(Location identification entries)

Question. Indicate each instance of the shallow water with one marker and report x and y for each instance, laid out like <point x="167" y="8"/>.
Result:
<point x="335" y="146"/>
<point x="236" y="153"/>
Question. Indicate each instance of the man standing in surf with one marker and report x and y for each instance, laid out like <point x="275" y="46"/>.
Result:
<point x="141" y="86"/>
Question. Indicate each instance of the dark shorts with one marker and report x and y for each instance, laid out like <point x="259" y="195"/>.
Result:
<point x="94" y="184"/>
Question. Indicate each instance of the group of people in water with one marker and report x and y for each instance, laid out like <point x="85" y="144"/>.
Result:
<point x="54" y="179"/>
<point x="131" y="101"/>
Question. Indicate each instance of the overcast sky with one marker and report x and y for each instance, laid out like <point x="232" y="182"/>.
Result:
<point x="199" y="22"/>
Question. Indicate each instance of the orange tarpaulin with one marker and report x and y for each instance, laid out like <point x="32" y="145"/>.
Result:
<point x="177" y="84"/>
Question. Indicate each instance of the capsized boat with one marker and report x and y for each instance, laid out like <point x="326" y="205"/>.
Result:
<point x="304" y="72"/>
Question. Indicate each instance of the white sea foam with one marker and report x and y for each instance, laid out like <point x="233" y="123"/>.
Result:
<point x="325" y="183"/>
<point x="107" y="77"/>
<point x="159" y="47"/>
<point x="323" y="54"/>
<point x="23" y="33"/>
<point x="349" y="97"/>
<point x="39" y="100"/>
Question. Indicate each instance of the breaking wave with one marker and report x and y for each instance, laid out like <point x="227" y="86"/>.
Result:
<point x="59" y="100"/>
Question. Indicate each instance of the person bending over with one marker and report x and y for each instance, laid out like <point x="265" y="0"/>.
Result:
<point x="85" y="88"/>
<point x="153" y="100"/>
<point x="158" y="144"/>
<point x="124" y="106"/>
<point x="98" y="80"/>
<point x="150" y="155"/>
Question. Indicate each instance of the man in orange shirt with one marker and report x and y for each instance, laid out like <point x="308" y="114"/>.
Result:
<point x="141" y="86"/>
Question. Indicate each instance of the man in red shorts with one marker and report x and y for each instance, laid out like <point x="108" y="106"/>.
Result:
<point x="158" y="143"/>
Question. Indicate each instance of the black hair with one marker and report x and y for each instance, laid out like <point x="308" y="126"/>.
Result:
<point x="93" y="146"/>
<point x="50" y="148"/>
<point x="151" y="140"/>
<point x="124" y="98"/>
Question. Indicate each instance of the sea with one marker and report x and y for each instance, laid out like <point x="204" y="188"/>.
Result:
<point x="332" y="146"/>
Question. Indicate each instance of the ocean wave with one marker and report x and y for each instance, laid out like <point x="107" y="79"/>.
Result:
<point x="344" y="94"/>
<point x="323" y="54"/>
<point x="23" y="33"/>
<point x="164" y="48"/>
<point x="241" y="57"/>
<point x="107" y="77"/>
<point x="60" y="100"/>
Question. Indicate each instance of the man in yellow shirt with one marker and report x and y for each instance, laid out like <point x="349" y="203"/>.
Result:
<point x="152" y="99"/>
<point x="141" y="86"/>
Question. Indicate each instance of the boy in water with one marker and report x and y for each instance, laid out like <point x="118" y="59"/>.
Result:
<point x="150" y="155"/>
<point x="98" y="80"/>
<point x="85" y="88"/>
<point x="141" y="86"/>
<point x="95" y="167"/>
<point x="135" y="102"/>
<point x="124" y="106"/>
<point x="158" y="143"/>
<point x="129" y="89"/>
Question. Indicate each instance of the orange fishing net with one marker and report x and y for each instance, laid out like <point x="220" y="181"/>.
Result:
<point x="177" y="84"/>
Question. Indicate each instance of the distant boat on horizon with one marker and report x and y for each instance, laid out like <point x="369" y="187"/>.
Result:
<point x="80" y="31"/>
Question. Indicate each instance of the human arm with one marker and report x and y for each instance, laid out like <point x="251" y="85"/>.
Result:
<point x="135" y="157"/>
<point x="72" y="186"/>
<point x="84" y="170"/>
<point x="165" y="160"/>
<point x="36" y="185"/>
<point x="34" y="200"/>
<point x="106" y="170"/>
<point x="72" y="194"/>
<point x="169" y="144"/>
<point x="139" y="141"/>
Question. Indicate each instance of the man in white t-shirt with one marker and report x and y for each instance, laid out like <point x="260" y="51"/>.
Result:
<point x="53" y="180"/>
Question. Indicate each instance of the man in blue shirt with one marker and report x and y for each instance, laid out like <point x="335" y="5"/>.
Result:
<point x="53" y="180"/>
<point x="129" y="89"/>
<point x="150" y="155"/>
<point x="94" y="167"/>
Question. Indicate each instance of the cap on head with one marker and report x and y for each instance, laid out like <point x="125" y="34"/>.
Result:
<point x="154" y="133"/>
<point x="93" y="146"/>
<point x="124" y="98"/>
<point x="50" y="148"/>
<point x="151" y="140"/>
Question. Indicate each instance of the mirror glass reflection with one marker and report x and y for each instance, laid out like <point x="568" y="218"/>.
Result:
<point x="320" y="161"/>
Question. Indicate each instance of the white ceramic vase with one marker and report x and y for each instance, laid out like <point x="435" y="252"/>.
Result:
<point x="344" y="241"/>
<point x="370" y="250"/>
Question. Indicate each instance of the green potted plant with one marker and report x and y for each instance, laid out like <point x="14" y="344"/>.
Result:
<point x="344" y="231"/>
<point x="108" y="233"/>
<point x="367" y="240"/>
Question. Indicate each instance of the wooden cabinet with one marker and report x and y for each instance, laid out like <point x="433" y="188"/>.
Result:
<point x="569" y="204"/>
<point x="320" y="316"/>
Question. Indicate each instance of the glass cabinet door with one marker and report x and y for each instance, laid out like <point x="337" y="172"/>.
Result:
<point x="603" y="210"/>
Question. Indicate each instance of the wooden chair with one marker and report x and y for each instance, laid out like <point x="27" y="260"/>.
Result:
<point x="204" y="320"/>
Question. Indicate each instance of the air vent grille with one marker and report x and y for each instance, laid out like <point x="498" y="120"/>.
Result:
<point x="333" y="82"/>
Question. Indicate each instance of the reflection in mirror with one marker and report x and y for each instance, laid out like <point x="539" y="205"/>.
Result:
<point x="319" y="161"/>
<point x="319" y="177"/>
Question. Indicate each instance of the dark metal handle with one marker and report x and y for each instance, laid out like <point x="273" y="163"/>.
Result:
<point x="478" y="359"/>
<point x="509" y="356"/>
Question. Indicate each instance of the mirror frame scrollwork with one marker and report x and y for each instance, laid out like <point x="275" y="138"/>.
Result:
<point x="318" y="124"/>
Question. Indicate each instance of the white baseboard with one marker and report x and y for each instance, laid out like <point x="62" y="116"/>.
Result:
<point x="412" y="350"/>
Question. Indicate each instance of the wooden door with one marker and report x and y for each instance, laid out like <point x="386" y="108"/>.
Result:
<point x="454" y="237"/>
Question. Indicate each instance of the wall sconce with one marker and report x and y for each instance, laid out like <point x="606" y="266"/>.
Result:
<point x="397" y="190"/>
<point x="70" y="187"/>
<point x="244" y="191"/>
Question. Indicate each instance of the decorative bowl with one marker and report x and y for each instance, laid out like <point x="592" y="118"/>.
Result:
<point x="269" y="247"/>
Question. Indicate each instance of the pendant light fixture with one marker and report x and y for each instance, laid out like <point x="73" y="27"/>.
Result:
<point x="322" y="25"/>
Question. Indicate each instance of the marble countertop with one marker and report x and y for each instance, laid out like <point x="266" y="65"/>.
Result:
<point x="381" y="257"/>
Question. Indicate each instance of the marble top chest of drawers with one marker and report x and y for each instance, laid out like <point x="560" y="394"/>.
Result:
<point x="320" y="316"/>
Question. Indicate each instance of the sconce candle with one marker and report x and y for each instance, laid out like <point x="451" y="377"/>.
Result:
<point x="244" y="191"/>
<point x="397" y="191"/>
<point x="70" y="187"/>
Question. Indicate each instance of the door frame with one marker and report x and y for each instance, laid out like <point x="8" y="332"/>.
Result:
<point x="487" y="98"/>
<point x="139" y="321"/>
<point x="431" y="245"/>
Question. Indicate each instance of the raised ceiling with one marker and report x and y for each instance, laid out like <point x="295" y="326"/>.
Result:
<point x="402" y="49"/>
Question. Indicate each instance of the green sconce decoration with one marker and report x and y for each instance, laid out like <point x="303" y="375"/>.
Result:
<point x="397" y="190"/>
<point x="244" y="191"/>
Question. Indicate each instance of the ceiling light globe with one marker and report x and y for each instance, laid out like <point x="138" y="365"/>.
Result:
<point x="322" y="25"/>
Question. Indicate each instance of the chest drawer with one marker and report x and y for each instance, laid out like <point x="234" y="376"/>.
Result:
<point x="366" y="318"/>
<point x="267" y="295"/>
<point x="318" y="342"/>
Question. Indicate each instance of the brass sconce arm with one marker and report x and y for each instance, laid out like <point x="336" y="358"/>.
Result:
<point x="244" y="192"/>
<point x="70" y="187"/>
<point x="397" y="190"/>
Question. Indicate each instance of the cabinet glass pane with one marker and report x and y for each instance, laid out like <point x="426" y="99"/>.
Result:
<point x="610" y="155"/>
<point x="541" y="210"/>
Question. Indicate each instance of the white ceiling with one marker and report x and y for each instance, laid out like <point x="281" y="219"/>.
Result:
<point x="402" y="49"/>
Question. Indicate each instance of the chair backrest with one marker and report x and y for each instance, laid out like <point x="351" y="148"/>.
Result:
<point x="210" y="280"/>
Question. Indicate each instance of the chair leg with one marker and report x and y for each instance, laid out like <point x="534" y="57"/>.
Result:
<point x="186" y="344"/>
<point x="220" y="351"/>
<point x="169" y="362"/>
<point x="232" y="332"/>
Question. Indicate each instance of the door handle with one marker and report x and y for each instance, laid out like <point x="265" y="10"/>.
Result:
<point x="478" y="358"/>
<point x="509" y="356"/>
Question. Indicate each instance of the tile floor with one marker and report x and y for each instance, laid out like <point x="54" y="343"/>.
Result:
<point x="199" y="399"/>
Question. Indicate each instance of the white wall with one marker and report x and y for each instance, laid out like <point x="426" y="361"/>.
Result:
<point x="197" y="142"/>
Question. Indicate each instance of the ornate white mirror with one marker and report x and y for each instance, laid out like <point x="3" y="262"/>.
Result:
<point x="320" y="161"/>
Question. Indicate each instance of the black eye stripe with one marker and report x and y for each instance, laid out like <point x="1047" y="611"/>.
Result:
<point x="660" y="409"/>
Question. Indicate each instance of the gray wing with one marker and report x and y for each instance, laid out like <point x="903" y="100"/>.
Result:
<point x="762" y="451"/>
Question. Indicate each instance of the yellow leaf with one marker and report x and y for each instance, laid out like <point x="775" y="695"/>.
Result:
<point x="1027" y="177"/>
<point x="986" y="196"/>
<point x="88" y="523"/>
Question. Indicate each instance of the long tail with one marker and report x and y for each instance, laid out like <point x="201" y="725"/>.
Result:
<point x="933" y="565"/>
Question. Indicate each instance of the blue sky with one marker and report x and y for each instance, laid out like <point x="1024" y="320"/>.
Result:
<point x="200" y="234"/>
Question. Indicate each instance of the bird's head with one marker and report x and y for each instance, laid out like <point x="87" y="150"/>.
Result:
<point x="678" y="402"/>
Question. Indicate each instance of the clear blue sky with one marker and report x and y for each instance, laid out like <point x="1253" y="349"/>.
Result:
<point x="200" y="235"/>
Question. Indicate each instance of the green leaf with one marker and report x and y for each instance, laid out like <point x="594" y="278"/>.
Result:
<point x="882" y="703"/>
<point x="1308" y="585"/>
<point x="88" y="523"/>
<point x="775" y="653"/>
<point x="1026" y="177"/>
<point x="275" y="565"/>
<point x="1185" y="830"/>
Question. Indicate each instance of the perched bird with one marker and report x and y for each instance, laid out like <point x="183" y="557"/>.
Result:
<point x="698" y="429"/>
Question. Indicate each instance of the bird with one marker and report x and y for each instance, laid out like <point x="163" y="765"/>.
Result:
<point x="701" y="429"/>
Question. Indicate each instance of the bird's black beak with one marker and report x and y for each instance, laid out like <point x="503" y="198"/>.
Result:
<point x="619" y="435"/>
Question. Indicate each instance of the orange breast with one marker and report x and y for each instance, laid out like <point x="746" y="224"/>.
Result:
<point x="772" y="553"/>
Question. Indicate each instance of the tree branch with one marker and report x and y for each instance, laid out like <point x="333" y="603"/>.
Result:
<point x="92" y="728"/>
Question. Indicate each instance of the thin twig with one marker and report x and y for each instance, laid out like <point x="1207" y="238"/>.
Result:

WRITTEN TASK
Only the lines from the one containing "Question. Indicate each instance of the bird's black" through the end of the entries above belong in the answer; repeat them exactly.

EXPECTED ANSWER
Question. Indicate each instance of the bird's black beak with one marker and report x and y for each instance, laid out like <point x="503" y="198"/>.
Result:
<point x="619" y="435"/>
Question. Indicate each instance of the orange breast with one marker and report x and y for each instance, laid out like <point x="746" y="224"/>.
Result:
<point x="772" y="553"/>
Question. Indicate each instance of the tree branch with one marker and report x and y for each instance, laid out like <point x="333" y="603"/>.
Result:
<point x="92" y="728"/>
Question. Indicate each instance of the thin twig with one marker and report x and y for each instance, laid out like <point x="1207" y="238"/>.
Result:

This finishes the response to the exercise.